GIVEN RECORDS:

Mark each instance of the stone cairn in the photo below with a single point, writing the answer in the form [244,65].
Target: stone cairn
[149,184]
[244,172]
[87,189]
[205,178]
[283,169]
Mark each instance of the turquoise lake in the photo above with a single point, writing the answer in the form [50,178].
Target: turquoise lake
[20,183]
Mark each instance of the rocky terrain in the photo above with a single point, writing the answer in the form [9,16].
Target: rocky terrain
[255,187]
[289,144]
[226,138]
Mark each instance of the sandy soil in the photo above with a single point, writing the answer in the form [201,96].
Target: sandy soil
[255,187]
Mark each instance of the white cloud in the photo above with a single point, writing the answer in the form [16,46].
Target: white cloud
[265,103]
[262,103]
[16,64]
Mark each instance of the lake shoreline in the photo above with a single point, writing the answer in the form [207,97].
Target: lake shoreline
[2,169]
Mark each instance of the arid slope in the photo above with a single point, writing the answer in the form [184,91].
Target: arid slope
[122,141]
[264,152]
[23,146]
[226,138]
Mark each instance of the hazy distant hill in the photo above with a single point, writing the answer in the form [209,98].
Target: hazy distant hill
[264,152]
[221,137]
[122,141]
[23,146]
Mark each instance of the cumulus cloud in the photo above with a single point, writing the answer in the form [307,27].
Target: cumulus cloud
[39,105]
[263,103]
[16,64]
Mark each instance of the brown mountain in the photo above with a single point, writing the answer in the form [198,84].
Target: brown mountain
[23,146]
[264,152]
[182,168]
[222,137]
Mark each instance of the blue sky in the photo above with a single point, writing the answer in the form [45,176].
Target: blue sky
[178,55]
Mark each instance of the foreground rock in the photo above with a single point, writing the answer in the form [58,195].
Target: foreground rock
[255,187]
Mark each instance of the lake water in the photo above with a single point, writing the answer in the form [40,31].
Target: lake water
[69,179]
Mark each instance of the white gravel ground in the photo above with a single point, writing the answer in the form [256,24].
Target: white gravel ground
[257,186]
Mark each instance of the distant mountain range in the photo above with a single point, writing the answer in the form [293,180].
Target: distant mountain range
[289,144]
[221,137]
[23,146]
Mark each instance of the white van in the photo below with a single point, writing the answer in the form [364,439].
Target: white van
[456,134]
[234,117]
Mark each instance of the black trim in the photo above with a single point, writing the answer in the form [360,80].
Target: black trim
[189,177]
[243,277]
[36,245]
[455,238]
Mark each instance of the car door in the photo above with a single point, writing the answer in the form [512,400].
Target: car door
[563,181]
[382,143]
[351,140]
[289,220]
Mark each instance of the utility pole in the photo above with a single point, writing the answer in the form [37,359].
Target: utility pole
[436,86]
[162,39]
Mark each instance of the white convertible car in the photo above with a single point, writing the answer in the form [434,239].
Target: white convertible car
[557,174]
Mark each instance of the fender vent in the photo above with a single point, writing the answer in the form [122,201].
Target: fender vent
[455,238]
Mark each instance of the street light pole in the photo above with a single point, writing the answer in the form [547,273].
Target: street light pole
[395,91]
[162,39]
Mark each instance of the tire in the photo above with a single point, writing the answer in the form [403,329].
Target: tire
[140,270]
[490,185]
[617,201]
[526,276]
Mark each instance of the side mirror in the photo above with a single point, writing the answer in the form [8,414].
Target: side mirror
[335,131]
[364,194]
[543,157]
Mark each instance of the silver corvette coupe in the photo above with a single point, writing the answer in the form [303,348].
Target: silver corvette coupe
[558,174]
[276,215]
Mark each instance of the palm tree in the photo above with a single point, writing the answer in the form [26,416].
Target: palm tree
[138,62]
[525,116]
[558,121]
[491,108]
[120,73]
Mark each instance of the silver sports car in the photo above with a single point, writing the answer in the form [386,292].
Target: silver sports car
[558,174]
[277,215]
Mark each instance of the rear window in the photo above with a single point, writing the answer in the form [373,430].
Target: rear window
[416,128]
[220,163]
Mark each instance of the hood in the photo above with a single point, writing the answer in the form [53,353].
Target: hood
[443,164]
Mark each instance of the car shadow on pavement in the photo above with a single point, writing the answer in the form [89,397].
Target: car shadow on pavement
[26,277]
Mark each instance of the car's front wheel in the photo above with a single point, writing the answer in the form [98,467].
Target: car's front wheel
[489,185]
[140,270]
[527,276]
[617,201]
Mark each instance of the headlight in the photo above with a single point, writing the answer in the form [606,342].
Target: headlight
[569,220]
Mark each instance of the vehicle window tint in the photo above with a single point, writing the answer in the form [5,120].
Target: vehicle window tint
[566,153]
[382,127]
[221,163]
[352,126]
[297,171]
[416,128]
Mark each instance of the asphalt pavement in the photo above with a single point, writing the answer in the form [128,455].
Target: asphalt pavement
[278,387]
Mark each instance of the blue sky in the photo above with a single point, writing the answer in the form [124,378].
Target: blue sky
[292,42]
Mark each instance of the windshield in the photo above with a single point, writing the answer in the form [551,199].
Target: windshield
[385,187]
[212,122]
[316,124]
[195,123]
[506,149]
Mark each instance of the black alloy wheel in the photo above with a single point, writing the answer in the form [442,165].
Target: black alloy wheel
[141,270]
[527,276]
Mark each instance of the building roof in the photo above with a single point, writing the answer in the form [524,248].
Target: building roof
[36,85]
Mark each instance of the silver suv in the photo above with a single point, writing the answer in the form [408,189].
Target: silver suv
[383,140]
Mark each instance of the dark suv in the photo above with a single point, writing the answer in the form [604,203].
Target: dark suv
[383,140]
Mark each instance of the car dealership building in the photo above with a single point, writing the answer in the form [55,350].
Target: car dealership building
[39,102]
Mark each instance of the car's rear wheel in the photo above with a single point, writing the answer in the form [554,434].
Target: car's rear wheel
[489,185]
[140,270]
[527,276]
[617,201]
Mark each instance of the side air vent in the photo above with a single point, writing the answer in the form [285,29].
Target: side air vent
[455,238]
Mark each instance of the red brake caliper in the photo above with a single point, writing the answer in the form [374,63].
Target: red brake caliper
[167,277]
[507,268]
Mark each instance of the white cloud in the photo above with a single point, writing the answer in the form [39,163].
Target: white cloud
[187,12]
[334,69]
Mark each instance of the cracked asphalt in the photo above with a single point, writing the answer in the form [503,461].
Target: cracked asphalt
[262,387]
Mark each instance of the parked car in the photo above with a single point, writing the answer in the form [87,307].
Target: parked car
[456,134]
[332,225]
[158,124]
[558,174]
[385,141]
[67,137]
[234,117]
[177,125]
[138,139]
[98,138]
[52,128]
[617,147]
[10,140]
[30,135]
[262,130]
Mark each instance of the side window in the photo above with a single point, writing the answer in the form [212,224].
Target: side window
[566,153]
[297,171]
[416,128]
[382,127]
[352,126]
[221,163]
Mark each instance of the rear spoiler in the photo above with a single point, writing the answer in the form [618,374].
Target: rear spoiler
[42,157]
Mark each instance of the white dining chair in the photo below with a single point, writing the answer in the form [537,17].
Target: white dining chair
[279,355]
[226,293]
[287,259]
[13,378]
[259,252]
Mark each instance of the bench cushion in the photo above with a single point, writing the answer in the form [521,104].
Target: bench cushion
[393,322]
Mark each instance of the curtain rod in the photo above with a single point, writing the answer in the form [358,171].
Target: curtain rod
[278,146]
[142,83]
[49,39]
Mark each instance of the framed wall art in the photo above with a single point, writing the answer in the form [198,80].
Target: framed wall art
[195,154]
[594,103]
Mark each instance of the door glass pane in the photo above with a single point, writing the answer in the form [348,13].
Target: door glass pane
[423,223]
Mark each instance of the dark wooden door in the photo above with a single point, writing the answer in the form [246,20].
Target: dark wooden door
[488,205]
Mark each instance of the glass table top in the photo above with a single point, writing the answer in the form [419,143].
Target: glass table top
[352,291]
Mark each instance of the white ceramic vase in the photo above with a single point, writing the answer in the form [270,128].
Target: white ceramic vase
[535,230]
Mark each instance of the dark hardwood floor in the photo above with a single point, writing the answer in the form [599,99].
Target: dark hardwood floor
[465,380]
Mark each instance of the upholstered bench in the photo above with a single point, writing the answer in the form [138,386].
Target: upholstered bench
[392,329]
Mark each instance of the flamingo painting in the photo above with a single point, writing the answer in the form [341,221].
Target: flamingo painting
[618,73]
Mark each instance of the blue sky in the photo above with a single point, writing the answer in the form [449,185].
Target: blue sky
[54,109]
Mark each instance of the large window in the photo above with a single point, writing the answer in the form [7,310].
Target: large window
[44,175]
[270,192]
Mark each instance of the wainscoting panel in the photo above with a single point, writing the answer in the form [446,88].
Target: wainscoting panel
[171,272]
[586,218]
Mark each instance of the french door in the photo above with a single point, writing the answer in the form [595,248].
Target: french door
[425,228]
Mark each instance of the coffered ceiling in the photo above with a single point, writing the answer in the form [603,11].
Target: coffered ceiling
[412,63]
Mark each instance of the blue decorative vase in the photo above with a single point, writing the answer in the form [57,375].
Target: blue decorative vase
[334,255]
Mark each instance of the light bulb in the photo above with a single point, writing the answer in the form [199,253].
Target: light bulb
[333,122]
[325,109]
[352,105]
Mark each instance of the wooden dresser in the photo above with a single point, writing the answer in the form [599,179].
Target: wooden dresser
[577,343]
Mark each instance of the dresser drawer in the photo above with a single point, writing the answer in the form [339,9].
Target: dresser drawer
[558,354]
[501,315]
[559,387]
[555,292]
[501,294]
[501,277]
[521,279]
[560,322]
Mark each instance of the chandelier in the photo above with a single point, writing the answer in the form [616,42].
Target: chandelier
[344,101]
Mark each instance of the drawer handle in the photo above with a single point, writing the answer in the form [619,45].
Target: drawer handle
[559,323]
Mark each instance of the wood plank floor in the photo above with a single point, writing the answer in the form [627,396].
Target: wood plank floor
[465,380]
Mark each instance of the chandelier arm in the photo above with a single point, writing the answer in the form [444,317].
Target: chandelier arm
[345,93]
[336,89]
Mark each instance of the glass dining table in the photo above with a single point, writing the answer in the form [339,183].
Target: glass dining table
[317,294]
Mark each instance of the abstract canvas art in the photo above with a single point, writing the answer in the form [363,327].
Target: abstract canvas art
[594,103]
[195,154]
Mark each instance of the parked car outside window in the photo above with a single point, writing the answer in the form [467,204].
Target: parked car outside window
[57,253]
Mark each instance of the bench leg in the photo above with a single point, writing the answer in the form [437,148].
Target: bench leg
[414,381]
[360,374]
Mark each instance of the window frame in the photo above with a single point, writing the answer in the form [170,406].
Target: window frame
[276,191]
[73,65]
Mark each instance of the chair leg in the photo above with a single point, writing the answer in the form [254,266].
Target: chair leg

WHAT THIS TASK INVOLVES: Write out the entries above word for word, starting at the line that contains "Mark each instance of the drawer" and ending at the last line of the entries.

SOLUTION:
Mark each instance of the drawer handle in the photo above with a single point, writing the answer in the form [619,45].
Target: drawer handle
[559,323]
Mark each instance of the wood plank floor in the photo above with a single point, writing the answer in the form [627,396].
Target: wood plank floor
[465,380]
Mark each instance of the chandelier arm in the photo above with a single point, writing the answer in the form [444,317].
Target: chandelier arm
[345,93]
[336,89]
Mark each instance of the glass dining table in the photo above with a single point, writing the answer in the form [339,183].
Target: glass dining table
[317,294]
Mark each instance of the abstract canvas art in the photo above with a single point, writing the answer in the form [363,327].
Target: abstract canvas art
[594,103]
[195,154]
Mark each instance of the parked car outside window in the photo above with a single point, writing the answer in the form [467,204].
Target: parked car outside window
[57,253]
Mark each instance of the bench leg in the photo above with a single point, writing the answer in the form [437,148].
Target: bench leg
[414,381]
[360,374]
Mark each instance of the window frame in the photo above with a single point, writing the answer in the form [170,406].
Target: window frame
[276,191]
[73,65]
Mark each instance of the chair leg in the photo above with a single point, writing the answer in the form [254,266].
Target: chair leg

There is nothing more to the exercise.